[Items from a data source]

= Beginning of Section =

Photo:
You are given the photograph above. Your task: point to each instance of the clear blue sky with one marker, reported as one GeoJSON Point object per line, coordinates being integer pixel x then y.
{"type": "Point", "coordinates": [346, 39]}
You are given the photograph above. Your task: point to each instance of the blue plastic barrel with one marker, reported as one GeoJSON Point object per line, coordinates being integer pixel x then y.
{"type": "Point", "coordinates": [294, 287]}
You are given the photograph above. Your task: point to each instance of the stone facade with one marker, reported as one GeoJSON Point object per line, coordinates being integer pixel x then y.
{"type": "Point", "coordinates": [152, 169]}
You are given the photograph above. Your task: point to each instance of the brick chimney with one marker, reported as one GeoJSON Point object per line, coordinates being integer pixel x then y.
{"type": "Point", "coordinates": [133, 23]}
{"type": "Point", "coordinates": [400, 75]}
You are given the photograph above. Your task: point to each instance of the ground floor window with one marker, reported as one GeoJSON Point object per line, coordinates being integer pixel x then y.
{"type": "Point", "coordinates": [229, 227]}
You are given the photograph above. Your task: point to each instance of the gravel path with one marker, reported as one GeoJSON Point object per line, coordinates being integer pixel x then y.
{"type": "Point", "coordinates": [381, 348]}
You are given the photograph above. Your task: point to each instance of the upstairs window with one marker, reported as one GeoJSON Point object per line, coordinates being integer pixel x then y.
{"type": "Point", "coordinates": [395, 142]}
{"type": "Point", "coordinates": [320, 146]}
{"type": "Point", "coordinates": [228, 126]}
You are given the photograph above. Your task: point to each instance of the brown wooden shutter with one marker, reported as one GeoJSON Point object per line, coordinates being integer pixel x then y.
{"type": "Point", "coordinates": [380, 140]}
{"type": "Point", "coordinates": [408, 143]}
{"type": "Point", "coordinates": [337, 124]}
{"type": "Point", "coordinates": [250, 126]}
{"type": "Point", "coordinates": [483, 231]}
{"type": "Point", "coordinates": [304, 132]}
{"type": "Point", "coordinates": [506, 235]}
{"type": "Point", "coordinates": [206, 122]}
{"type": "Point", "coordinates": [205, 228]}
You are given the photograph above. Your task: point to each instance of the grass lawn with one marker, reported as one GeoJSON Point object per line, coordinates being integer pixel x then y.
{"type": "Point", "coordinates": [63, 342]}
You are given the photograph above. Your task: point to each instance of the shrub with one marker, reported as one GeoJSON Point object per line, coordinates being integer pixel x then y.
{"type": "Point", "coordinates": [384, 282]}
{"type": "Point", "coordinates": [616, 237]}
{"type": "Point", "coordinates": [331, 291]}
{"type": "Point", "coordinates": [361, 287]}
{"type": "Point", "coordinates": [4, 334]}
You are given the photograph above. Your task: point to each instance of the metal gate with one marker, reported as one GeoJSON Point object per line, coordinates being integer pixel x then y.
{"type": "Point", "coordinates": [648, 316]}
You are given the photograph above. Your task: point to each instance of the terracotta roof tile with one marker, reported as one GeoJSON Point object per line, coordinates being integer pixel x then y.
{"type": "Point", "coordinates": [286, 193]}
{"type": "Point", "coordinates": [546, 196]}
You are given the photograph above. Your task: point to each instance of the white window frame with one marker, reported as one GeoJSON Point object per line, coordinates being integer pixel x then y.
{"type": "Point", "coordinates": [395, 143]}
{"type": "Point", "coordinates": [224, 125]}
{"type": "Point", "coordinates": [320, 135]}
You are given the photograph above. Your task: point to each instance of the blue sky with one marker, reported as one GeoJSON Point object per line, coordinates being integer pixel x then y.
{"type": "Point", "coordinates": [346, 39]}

= End of Section =

● Problem description
Copy each record from above without leaving any out.

● Answer space
Photo:
You are given the photograph above. Your task: point to each instance of the clear blue sky with one marker, reported as one GeoJSON Point object per line, coordinates being integer pixel x then y.
{"type": "Point", "coordinates": [346, 39]}
You are given the photograph above. Your task: point to each instance of the blue plastic barrel with one marker, reported as one GeoJSON Point object per line, coordinates being integer pixel x then y.
{"type": "Point", "coordinates": [294, 287]}
You are given the photograph above. Your task: point to each instance of the stone facade with one marker, reported as one GeoJSON Point object per line, coordinates being integer pixel x then y.
{"type": "Point", "coordinates": [152, 169]}
You are given the photograph above. Your task: point to each instance of the brick chimney with one marker, reported as one GeoJSON Point object per line, coordinates being integer pixel x then y.
{"type": "Point", "coordinates": [133, 23]}
{"type": "Point", "coordinates": [400, 75]}
You are given the photograph above. Your task: point to each instance of the ground floor window with one marker, reported as one GeoJSON Point object per line, coordinates being integer pixel x then y.
{"type": "Point", "coordinates": [229, 227]}
You are given the photograph above. Your task: point to each instance of the gravel path with one marker, reported as one GeoJSON Point object per line, coordinates being integer pixel x then y.
{"type": "Point", "coordinates": [381, 348]}
You are given the photograph above. Your task: point to each instance of the upstairs window with one marker, reported as one GeoJSON Point object per line, coordinates being integer pixel x then y.
{"type": "Point", "coordinates": [395, 142]}
{"type": "Point", "coordinates": [320, 146]}
{"type": "Point", "coordinates": [228, 126]}
You are given the photograph above. Your task: point to each instance of the brown wooden shutter with one marker, reported as one GeoJSON Point object per line, coordinates being integer pixel x then y.
{"type": "Point", "coordinates": [380, 140]}
{"type": "Point", "coordinates": [408, 143]}
{"type": "Point", "coordinates": [337, 124]}
{"type": "Point", "coordinates": [250, 126]}
{"type": "Point", "coordinates": [483, 231]}
{"type": "Point", "coordinates": [304, 132]}
{"type": "Point", "coordinates": [506, 235]}
{"type": "Point", "coordinates": [206, 122]}
{"type": "Point", "coordinates": [205, 228]}
You are given the photograph above. Your task: point to each instance of the grass lawn with one marker, reported as one GeoJSON Point object per line, coordinates being integer pixel x then y.
{"type": "Point", "coordinates": [63, 342]}
You are given the photograph above. Your task: point to each instance of the shrub with one marker, reported as one GeoJSON Point object per line, coordinates being integer pixel x then y.
{"type": "Point", "coordinates": [384, 282]}
{"type": "Point", "coordinates": [616, 237]}
{"type": "Point", "coordinates": [331, 291]}
{"type": "Point", "coordinates": [361, 287]}
{"type": "Point", "coordinates": [4, 334]}
You are given the photograph above. Your task: point to each instance of the metal gate with one marker, reported as one GeoJSON Point object per line, coordinates being integer pixel x then y.
{"type": "Point", "coordinates": [648, 316]}
You are given the photograph above. Your task: point to each instance of the terracotta roof tile with one marker, reported as one GeoJSON Point object per line, coordinates being integer pixel x then y.
{"type": "Point", "coordinates": [286, 193]}
{"type": "Point", "coordinates": [546, 196]}
You are given the photograph above. Your task: point to each instance of the white window frame with one marker, reported as one GeoJSON Point object per line, coordinates being integer pixel x then y.
{"type": "Point", "coordinates": [395, 143]}
{"type": "Point", "coordinates": [224, 125]}
{"type": "Point", "coordinates": [320, 135]}
You are given the photograph above. Your task: point to each instance of the blue sky with one marker, reported as one GeoJSON Point object per line, coordinates being integer pixel x then y.
{"type": "Point", "coordinates": [346, 39]}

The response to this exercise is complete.